→ **Documento de origem**
┌──

Portanto, a urgência de
providenciar é evidente e aparecerá ainda mais, nas observações seguintes:
Os pequenos grupos de
casebres, senieados agora, em uma espécie de deserto, estão destinados a se
tornarem florescentes povoados e cidades, seja pelo natural aumento da
população, seja por este fluxo da migração, que cresce, cada dia. Portanto, que
acontecerá? Como é fácil prever, em poucos anos, teremos lá nas imensas
planícies das Américas, uma nova Itália, talvez rica de bens materiais, mas
pobre de bens do espírito, ou mais precisamente, teremos uma sociedade conforme
a orientação que soubermos dar, desde o início.
As primeiras impressões
são as mais fortes e duradouras, e as primeiras tradições garantem a uma
família, a uma cidade, a uma colônia, a sua fisionomia própria. A história nos
fornece inumeráveis exemplos.

└──

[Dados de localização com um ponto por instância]

┌──

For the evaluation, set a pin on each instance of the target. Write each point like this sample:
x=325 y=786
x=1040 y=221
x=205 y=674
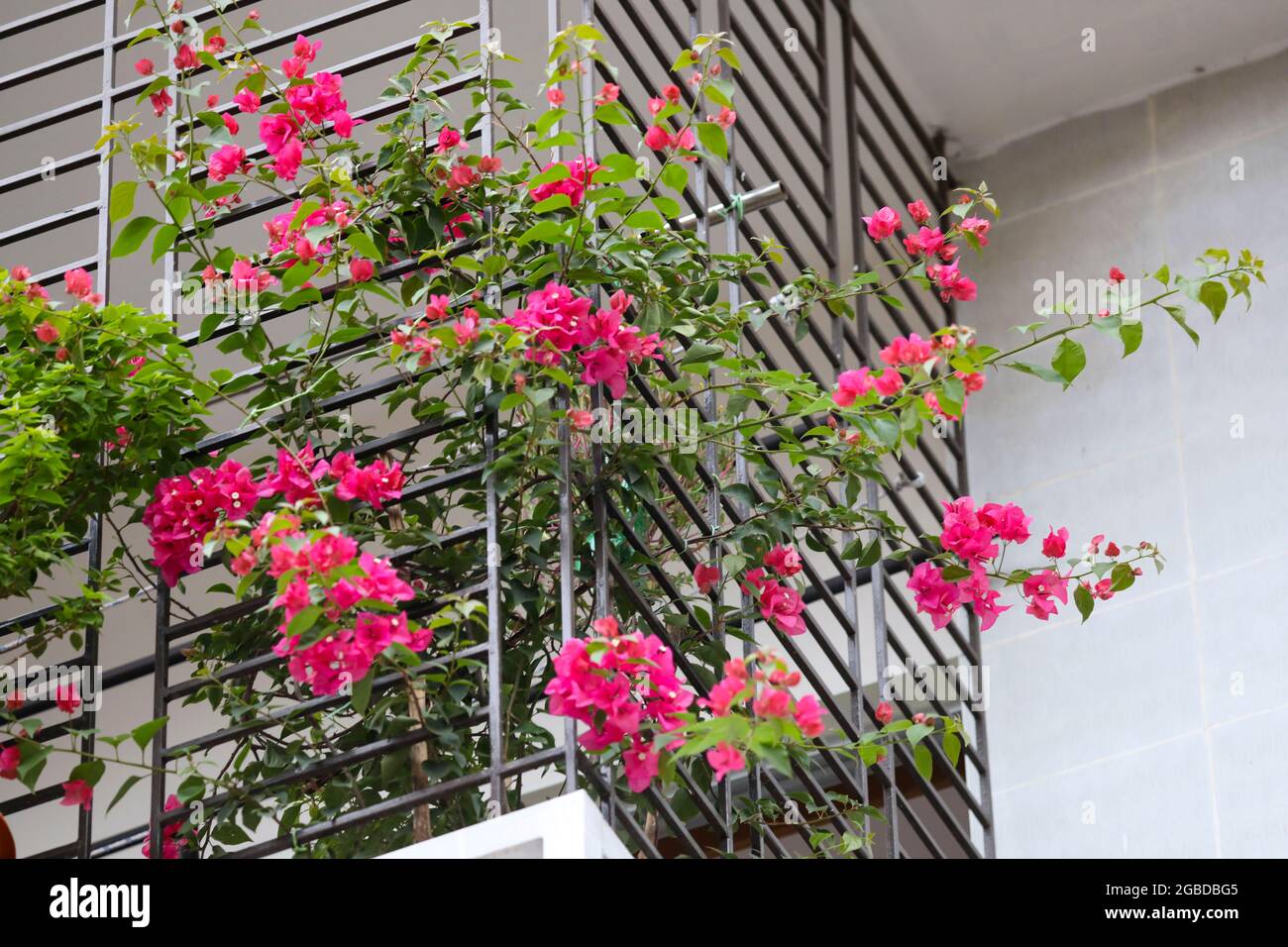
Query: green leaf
x=297 y=274
x=1122 y=577
x=1035 y=369
x=1082 y=598
x=133 y=235
x=1069 y=360
x=952 y=748
x=362 y=692
x=1214 y=296
x=89 y=771
x=1131 y=334
x=1177 y=315
x=364 y=245
x=645 y=221
x=121 y=201
x=923 y=762
x=712 y=138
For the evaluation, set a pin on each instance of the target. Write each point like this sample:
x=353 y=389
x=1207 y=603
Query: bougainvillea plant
x=523 y=286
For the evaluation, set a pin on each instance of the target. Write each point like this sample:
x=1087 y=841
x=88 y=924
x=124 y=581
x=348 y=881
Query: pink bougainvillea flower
x=707 y=578
x=67 y=698
x=925 y=243
x=161 y=101
x=170 y=845
x=1055 y=543
x=883 y=223
x=978 y=227
x=449 y=138
x=784 y=607
x=952 y=282
x=658 y=138
x=78 y=282
x=911 y=351
x=286 y=163
x=375 y=483
x=724 y=759
x=932 y=594
x=1041 y=590
x=640 y=763
x=361 y=269
x=786 y=561
x=581 y=171
x=77 y=792
x=275 y=131
x=227 y=159
x=850 y=385
x=184 y=58
x=772 y=701
x=248 y=101
x=889 y=382
x=969 y=532
x=884 y=712
x=1008 y=521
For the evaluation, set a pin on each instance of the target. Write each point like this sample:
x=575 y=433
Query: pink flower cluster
x=932 y=247
x=171 y=847
x=778 y=603
x=765 y=686
x=191 y=505
x=188 y=506
x=619 y=684
x=318 y=571
x=581 y=171
x=973 y=536
x=559 y=321
x=410 y=335
x=283 y=240
x=313 y=102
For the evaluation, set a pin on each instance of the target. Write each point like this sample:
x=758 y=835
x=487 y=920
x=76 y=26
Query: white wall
x=1154 y=729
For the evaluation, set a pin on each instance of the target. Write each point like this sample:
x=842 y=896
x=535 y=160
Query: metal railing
x=800 y=169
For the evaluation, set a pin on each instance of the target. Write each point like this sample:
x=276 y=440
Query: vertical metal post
x=871 y=491
x=603 y=605
x=734 y=291
x=567 y=579
x=494 y=690
x=980 y=735
x=85 y=818
x=161 y=652
x=838 y=357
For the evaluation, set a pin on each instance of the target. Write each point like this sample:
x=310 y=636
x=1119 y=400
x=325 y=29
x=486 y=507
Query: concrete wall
x=1154 y=729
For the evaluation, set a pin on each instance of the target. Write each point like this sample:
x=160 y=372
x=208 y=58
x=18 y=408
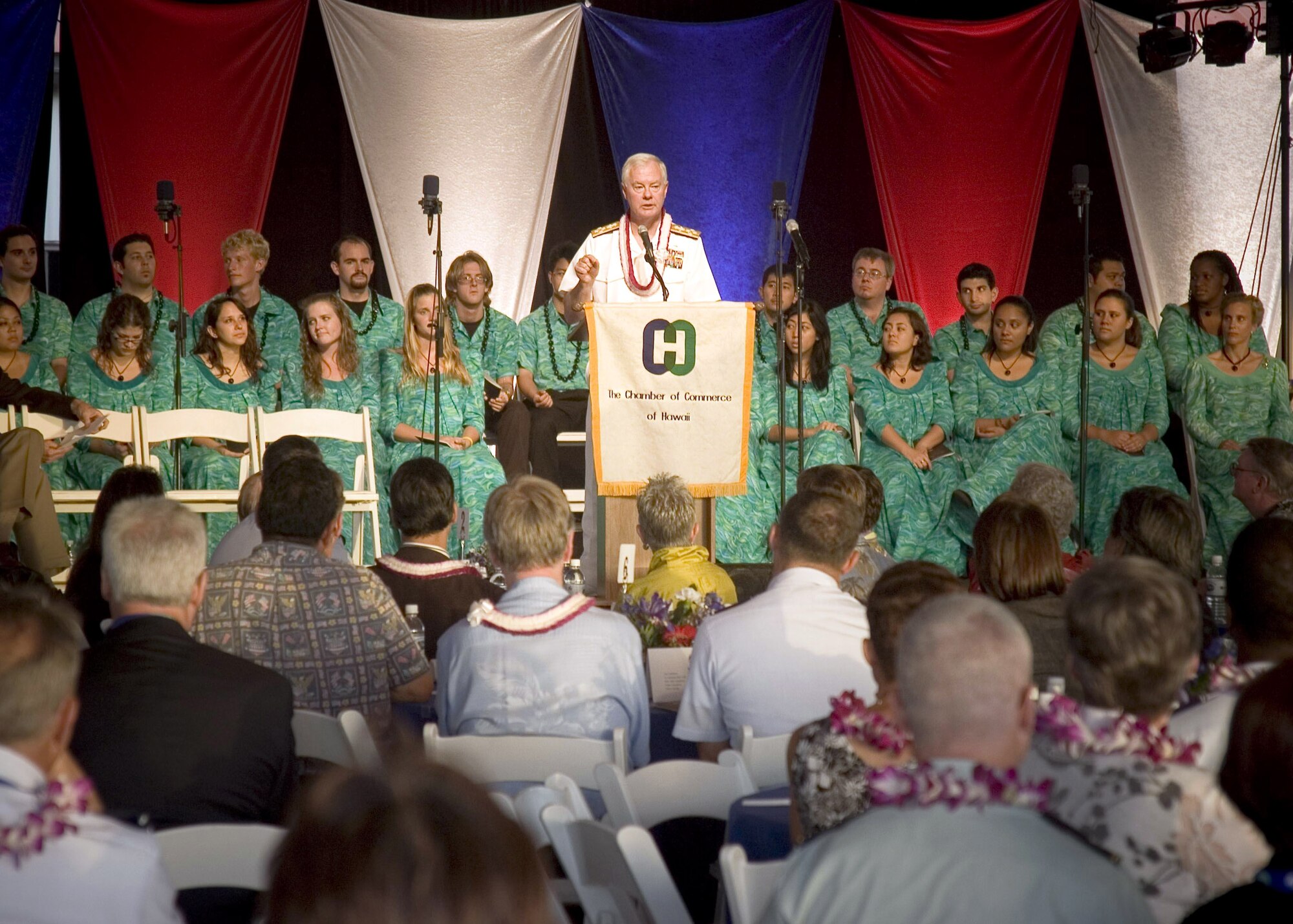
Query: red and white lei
x=50 y=819
x=486 y=612
x=628 y=235
x=850 y=716
x=924 y=786
x=1062 y=721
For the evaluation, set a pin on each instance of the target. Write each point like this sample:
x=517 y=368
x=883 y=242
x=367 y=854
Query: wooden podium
x=620 y=527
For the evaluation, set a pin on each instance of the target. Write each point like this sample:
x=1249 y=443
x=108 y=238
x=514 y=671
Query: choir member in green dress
x=32 y=372
x=857 y=327
x=977 y=290
x=333 y=373
x=277 y=327
x=408 y=411
x=46 y=320
x=1194 y=328
x=378 y=321
x=226 y=372
x=120 y=373
x=1127 y=414
x=1007 y=400
x=135 y=264
x=1233 y=395
x=908 y=411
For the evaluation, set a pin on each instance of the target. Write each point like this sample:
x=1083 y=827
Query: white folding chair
x=361 y=496
x=339 y=742
x=187 y=424
x=749 y=886
x=526 y=758
x=226 y=855
x=765 y=757
x=619 y=875
x=122 y=427
x=660 y=792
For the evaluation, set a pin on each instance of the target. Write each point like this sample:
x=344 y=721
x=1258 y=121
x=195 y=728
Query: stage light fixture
x=1164 y=48
x=1226 y=43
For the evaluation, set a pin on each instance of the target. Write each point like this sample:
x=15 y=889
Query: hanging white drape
x=478 y=103
x=1189 y=147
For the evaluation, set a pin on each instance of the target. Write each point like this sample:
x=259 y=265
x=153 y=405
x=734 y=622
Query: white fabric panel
x=480 y=104
x=1189 y=148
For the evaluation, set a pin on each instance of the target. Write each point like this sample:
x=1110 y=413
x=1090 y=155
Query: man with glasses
x=857 y=325
x=378 y=320
x=488 y=341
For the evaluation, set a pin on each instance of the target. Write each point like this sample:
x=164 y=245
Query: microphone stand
x=1082 y=196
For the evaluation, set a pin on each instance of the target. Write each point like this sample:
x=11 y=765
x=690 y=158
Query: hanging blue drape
x=28 y=28
x=729 y=107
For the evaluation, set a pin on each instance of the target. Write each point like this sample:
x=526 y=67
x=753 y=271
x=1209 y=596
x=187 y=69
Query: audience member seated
x=1264 y=478
x=422 y=572
x=85 y=586
x=1260 y=601
x=1017 y=561
x=1119 y=777
x=864 y=489
x=1256 y=775
x=329 y=627
x=959 y=837
x=1155 y=523
x=774 y=663
x=1052 y=489
x=831 y=758
x=244 y=539
x=542 y=661
x=421 y=845
x=61 y=859
x=174 y=731
x=668 y=527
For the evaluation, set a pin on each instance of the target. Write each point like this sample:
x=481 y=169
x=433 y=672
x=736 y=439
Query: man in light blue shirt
x=541 y=661
x=965 y=683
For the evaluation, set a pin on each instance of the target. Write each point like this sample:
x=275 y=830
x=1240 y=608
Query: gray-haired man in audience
x=965 y=683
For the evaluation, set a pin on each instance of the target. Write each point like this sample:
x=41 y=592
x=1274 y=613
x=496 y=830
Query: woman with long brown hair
x=408 y=408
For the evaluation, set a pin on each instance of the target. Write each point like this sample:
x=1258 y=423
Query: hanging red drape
x=960 y=120
x=196 y=94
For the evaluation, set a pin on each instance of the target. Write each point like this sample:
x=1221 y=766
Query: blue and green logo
x=677 y=359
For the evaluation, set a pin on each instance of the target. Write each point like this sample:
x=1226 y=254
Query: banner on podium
x=670 y=391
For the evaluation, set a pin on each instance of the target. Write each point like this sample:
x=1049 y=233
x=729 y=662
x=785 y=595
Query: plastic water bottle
x=1215 y=589
x=572 y=576
x=416 y=627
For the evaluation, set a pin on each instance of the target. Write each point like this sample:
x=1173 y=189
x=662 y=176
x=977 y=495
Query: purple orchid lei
x=1062 y=721
x=850 y=716
x=924 y=786
x=48 y=821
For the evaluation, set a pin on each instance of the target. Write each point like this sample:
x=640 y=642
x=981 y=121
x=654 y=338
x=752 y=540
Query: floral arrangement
x=1062 y=721
x=670 y=623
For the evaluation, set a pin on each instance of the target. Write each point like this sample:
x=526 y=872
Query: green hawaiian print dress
x=991 y=464
x=1217 y=408
x=360 y=390
x=855 y=339
x=206 y=469
x=1120 y=399
x=476 y=473
x=155 y=391
x=915 y=518
x=1181 y=341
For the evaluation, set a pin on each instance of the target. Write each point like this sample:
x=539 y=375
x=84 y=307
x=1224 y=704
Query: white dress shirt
x=104 y=871
x=775 y=661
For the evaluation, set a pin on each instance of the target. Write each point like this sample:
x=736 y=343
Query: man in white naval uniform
x=611 y=268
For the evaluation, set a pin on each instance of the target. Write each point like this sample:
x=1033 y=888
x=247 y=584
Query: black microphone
x=166 y=208
x=798 y=240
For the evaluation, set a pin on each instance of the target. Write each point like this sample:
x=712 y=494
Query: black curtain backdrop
x=317 y=192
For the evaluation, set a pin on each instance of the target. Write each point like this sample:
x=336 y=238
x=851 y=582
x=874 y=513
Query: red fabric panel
x=960 y=120
x=196 y=94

└──

→ **Partes do exercício**
1. Segundo o texto sobre a migração para as Américas, a quem as primeiras tradições garantem a sua fisionomia própria? Enumere todos os casos citados.
2. No texto sobre a migração para as Américas, por que os pequenos grupos de casebres estão destinados a se tornar povoados e cidades florescentes? Responda em uma ou duas frases.
3. Escreva a continuação do texto sobre a migração para as Américas, começando logo depois da frase "A história nos fornece inumeráveis exemplos".

→ **Lista de respostas**
1. A uma família, a uma cidade e a uma colônia.

2. Eles crescerão pelo aumento natural da população e pelo fluxo da migração, que aumenta a cada dia.

3.
Além disto, deve-se
refletir que a índole dos nossos compatriotas é por sua própria natureza
eminentemente flexível, de tal modo que facilmente se acomodam às condições dos
lugares e dos povos, em meio aos quais a Providência os guia.
Portanto, o futuro religioso
e moral das nossas colônias, na América, dependerá daquele tanto de religião e
de moralidade, que estes primeiros núcleos de população conservarem. Eles serão
formados por sentimentos civis e cristãos? Serão civis e cristãos os seus
descendentes, e os que a eles se unirão, vindos da Itália, deverão mais ou
menos espontaneamente se adaptarem as tradições de fé e de piedade que ali
encontrarão já radicadas.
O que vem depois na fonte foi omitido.